Record excerpts
━━━━━━━━━━━━━━━━

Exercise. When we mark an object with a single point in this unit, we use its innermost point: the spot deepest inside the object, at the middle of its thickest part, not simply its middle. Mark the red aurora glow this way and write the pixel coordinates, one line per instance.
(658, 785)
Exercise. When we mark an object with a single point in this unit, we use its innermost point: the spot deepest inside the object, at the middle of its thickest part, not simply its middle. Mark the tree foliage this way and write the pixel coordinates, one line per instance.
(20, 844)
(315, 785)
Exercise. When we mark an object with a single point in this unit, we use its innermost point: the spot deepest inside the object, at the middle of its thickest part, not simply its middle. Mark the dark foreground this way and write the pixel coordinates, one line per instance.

━━━━━━━━━━━━━━━━

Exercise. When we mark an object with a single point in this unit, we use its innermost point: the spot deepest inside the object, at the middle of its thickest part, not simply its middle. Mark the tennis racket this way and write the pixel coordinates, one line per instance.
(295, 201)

━━━━━━━━━━━━━━━━

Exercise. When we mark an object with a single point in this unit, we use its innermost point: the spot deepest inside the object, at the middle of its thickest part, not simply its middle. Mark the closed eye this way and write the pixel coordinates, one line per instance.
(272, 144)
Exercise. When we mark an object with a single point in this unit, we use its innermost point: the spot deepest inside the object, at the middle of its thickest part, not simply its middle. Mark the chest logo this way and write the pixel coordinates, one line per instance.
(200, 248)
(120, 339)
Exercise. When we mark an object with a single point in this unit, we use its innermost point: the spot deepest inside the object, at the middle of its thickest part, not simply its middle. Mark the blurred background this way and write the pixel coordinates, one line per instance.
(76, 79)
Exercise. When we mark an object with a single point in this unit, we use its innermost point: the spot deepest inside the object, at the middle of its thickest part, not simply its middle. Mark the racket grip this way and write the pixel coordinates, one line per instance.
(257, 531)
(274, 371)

━━━━━━━━━━━━━━━━

Count the lines above that contain the string "racket", matching case exactly, and reply with only that number.

Full response
2